## Source document:
********************

But as I said, the time was good, but an Indian Summer, and the frost fell on Thursday night, and concluded yesterday morning around ten. I held her a while before we went to the vet, and Deb held her as we said goodbye, and at the end. So Jasmine died peacefully at the end of a very good life, in the arms of her person, and now I’m sitting here with my teeth clenched and my eyes watering, which I know seems weird because of that “Not a dog person” thing I said before, but is true nonetheless.
Yesterday, of course, was also the eleventh anniversary of the murders of my mom and dad, and while I know it’s sentimental foolishness on my part, there’s a part of me that wants to believe they’ll take care of her for the next however long.
One of my dad’s favorite Twilight Zone episodes was written by Earl Hamner, who would go on to create The Waltons. Entitled “The Hunt,” the episode — well, I’ll let Wiki handle it:
Hyder Simpson is an elderly mountain man who lives with his wife Rachel and his hound dog Rip in the backwoods. Rachel does not like having the dog indoors, but Rip saved Hyder’s life once and Hyder refuses to part with him. Rachel has seen some bad omens recently and warns Hyder not to go raccoon hunting that night. When Rip dives into a pond after a raccoon, Hyder jumps in after him. Only the raccoon comes up out of the water. The next morning, Hyder and Rip wake up next to the pond. When they return home, Hyder finds that Rachel, the preacher, and the neighbors cannot hear or see him, and are tending to the burial of both him and Rip.

********************

## Problems and tasks:
1/ Answer these questions about the piece on Jasmine's death:
(a) Around what time did the frost end yesterday morning?
(b) Who wrote the Twilight Zone episode "The Hunt"?
(c) What is the name of Hyder Simpson's hound dog?
2/ Write the next part of the piece about Jasmine's death, picking up right after its last sentence.
The entries after this point come from a separate source and are not part of the piece about Jasmine.

## Point location data:
********************

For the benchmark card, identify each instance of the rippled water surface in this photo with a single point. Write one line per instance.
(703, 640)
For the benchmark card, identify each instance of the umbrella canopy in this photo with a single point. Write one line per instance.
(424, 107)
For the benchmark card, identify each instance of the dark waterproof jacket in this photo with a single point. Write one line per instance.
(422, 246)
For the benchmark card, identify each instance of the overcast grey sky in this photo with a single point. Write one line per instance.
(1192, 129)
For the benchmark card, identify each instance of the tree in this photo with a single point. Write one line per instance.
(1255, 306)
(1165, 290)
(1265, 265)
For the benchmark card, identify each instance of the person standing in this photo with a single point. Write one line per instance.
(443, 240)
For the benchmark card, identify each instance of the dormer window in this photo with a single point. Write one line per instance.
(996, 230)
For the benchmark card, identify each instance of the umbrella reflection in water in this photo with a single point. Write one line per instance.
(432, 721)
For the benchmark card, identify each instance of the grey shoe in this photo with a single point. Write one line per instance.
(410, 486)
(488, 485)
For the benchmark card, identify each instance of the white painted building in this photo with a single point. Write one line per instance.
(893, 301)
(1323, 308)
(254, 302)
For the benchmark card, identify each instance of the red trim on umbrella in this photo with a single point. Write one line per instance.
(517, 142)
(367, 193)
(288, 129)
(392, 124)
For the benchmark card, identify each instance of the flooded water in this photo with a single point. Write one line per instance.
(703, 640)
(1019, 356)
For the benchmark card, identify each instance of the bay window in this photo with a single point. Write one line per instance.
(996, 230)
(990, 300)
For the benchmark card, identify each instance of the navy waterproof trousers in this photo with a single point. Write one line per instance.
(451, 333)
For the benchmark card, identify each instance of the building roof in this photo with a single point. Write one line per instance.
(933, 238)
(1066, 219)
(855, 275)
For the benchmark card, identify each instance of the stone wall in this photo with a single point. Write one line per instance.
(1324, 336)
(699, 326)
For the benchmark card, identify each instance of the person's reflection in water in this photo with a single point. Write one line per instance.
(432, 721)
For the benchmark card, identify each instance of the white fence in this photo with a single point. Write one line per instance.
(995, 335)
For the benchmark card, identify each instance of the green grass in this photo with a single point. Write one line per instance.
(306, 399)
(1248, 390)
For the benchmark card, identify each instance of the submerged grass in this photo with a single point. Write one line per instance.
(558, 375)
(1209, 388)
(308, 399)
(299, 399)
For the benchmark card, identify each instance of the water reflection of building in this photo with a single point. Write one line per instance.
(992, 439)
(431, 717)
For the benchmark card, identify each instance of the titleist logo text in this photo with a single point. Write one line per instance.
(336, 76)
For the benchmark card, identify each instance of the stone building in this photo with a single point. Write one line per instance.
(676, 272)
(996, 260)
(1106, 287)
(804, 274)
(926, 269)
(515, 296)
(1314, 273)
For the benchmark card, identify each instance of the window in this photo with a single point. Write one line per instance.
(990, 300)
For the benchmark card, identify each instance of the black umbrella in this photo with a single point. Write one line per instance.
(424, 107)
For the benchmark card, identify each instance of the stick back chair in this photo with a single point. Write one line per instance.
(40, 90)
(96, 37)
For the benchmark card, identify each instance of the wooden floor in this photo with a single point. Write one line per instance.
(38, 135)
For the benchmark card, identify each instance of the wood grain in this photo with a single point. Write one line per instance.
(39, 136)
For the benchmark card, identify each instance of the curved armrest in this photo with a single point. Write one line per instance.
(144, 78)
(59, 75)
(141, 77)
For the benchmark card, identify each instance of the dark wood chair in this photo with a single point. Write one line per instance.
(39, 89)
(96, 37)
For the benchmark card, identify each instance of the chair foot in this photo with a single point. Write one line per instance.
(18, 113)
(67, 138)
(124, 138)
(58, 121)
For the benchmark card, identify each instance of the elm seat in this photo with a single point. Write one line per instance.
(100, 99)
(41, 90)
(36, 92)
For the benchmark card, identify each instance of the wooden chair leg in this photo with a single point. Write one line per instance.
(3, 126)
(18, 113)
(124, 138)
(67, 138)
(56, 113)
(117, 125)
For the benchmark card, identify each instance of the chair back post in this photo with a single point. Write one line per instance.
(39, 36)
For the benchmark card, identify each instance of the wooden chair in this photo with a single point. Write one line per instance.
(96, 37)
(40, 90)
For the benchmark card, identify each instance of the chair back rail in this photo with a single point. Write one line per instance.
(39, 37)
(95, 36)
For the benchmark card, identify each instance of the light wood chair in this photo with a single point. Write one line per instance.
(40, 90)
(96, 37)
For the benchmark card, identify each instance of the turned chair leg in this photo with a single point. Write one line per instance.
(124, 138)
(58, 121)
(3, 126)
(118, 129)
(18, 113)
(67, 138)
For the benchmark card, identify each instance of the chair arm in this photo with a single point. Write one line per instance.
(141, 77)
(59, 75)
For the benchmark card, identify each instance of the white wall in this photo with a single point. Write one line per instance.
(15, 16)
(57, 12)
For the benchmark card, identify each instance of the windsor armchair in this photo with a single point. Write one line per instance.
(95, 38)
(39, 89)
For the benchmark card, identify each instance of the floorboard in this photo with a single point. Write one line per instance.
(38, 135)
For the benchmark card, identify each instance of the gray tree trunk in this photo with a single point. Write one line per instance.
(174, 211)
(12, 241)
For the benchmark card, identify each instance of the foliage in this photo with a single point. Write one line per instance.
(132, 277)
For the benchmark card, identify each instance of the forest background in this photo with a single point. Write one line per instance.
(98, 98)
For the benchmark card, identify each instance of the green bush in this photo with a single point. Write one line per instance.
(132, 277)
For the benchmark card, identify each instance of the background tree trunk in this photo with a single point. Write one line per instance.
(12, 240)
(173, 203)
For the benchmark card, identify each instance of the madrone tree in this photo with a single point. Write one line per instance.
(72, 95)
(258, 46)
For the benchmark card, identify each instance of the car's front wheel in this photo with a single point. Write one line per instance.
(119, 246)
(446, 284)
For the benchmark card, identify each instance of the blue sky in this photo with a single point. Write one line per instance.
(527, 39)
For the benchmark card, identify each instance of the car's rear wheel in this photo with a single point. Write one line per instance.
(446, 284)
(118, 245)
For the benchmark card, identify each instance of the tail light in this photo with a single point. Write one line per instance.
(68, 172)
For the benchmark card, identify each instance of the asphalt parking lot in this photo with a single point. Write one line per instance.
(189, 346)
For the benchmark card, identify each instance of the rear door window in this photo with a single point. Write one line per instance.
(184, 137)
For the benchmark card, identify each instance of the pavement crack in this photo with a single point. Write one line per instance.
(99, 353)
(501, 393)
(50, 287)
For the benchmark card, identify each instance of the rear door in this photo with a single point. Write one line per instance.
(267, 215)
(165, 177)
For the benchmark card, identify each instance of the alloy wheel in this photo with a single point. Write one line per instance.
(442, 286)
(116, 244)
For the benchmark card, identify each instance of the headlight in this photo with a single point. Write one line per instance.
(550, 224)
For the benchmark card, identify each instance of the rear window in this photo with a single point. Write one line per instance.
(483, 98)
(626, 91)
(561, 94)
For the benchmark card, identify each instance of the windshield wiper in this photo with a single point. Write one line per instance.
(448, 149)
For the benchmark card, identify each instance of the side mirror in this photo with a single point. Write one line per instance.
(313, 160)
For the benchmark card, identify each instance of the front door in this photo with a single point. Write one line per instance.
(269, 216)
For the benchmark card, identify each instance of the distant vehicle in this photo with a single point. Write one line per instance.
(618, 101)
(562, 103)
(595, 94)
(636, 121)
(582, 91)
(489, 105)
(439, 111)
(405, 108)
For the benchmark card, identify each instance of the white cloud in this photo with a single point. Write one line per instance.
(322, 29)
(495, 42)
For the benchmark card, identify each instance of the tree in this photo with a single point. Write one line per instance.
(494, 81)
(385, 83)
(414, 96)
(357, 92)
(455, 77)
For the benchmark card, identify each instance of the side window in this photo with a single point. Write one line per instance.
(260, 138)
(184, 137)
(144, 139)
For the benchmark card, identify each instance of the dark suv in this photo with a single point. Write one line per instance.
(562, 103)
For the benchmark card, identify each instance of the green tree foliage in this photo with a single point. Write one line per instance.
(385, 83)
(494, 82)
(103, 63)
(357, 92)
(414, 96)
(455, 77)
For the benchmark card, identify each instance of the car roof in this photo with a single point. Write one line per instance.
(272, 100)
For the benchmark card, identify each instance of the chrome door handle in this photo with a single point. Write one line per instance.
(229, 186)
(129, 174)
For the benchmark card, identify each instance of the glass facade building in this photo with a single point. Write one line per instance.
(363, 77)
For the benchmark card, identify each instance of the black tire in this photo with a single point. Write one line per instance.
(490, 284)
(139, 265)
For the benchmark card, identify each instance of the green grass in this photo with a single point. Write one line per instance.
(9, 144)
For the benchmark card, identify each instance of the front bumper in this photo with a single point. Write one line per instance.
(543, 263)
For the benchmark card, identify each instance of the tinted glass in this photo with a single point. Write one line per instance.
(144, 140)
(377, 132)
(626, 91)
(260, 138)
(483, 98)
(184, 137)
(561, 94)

********************

## Results in order:
1/
(a) Around ten.
(b) Earl Hamner.
(c) Rip.

2/
Walking along the road, Hyder and Rip encounter an unfamiliar fence and follow it. They come to a gate tended by a man, who explains that Hyder can enter the Elysian Fields of the afterlife. Told that Rip cannot enter and will be taken to a special afterlife for dogs, Hyder angrily declines the offer of entry and decides to keep walking along the “Eternity Road,” saying, “Any place that’s too high-falutin’ for Rip is too fancy for me.”
Later, Hyder and Rip stop to rest and are met by a young man, who introduces himself as an angel dispatched to find them and take them to Heaven. When Hyder recounts his previous encounter, the angel tells him that gate is actually the entrance to Hell. The gatekeeper had stopped Rip from entering because Rip would have smelled the brimstone inside and warned Hyder that something was wrong. The angel says, “You see, Mr. Simpson, a man, well, he’ll walk right into Hell with both eyes open. But even the Devil can’t fool a dog!” As the angel leads Hyder along the Eternity Road toward Heaven, he tells Hyder that a square dance and raccoon hunt are scheduled for that night. He also assures Hyder that Rachel, who will soon be coming along the road, will not be misled into entering Hell.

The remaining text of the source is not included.